**GOAL**: Copy every line of the data below word for word, omitting the pictures.
:: DATA FOR THIS TASK ::
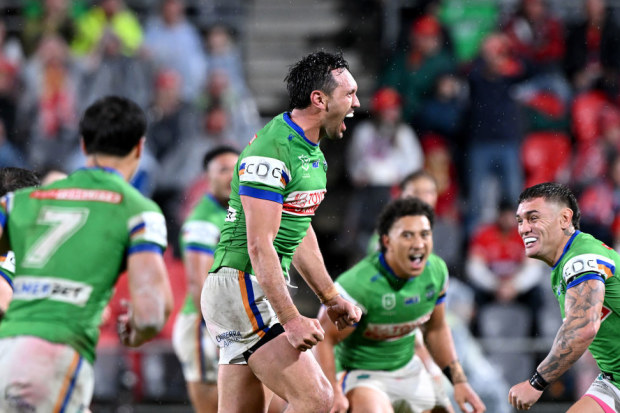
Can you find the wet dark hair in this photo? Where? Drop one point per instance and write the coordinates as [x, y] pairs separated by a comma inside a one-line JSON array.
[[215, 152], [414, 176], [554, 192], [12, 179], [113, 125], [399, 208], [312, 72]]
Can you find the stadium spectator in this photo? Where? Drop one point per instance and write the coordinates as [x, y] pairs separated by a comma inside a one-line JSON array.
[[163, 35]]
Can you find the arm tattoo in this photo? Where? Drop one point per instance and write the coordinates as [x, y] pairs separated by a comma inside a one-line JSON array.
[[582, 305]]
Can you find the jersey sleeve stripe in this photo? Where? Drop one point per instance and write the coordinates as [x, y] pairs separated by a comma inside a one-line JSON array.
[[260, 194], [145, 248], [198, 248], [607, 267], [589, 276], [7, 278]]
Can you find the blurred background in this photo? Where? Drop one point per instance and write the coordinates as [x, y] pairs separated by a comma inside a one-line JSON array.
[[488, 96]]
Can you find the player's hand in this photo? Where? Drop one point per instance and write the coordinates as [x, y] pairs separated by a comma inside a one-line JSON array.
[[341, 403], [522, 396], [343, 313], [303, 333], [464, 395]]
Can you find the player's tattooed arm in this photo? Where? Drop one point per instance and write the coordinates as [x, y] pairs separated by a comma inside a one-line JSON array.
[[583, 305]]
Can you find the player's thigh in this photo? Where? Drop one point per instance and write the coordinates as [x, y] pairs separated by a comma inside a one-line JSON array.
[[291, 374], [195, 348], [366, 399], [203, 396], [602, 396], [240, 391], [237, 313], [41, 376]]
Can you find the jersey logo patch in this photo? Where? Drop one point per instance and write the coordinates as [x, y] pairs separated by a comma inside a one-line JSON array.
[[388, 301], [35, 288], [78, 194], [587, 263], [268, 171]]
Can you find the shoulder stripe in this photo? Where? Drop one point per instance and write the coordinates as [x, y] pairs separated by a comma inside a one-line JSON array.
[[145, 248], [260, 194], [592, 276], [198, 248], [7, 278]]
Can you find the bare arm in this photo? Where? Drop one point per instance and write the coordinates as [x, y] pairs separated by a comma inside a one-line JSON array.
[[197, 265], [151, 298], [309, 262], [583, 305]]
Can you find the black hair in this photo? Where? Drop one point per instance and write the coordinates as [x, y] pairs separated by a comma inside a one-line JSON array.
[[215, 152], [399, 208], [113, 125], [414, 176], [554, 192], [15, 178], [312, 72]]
:::
**EXERCISE RESPONSE**:
Can you find the wet dark hair in this photo? Where? Drop one point per instance and write the coordinates as [x, y] pairs separated by a comma inside a one-line JSON array.
[[215, 152], [414, 176], [554, 192], [12, 179], [113, 125], [399, 208], [312, 72]]
Can you find the stadium spectator in this photo? Where? Drop one point per instance and write the coordinates as [x, y] pairs separated by a comma inside a one-line JSON array.
[[163, 35]]
Can you find the arm tattoo in this photo? Where? Drop one point per instance and write the coordinates as [x, y] pairs separated by a comma inside a one-line JSON array.
[[582, 305]]
Can you find the jersey sleeve stripe in this photo? Where? Drop one point per instance and write the coordinates as [x, y] pairs separated by a comma inside a one-line JSON array.
[[260, 194], [145, 248], [198, 248], [607, 267], [589, 276], [7, 278]]
Can you find the blurred background in this photo? Where? Drop one point per instance and write the coordinates as [x, y] pairs separated by a comma inside a one-line JSON array.
[[488, 96]]
Can you find the player's hand in this photo? Where? Drop one point per instance and write the coordinates as [x, y] pairs separated by a comma inside a one-line JSON array.
[[341, 403], [522, 396], [343, 313], [303, 333], [464, 395]]
Can you find the player's tattooed arm in this photo? Where? Drop one point per instance and write the coordinates as [x, y] pairs separated by a comma inside a one-line JSON array.
[[583, 305]]
Can you find the player's thigh in this photo? Where? Drop one point per instance and write the coordinates as [x, y] pairs separated by a comma inside a one-line JSON array.
[[291, 374], [195, 348], [366, 399], [203, 396], [602, 396], [240, 391], [237, 313], [41, 376]]
Can you find the jersey logo patch in this photo? Where? Drop one point per instance and write the coordinates as [x, y] pairs separated by a comma inside a one-line JSON array.
[[388, 301], [35, 288], [78, 194], [587, 263], [268, 171]]
Can you find the shoulder stripe in this photo? Where? Drop one point per instance and write the coordinates as [x, y] pairs separated by a comma inside a one-line JSON array.
[[145, 248], [260, 194], [592, 276], [198, 248], [7, 278]]
Can you find the bare arm in this photo? Where? Drop one point per instance and write the coordinates as [x, y] pairs separated by a comma inside a one-line JSON array.
[[197, 265], [151, 298], [309, 262], [583, 305]]
Can you find the black hair in this photo? Where? Drop one point per instance and write the coordinates as [x, y] pairs separated by a comma inside a one-line JSON array.
[[215, 152], [399, 208], [113, 125], [414, 176], [554, 192], [15, 178], [312, 72]]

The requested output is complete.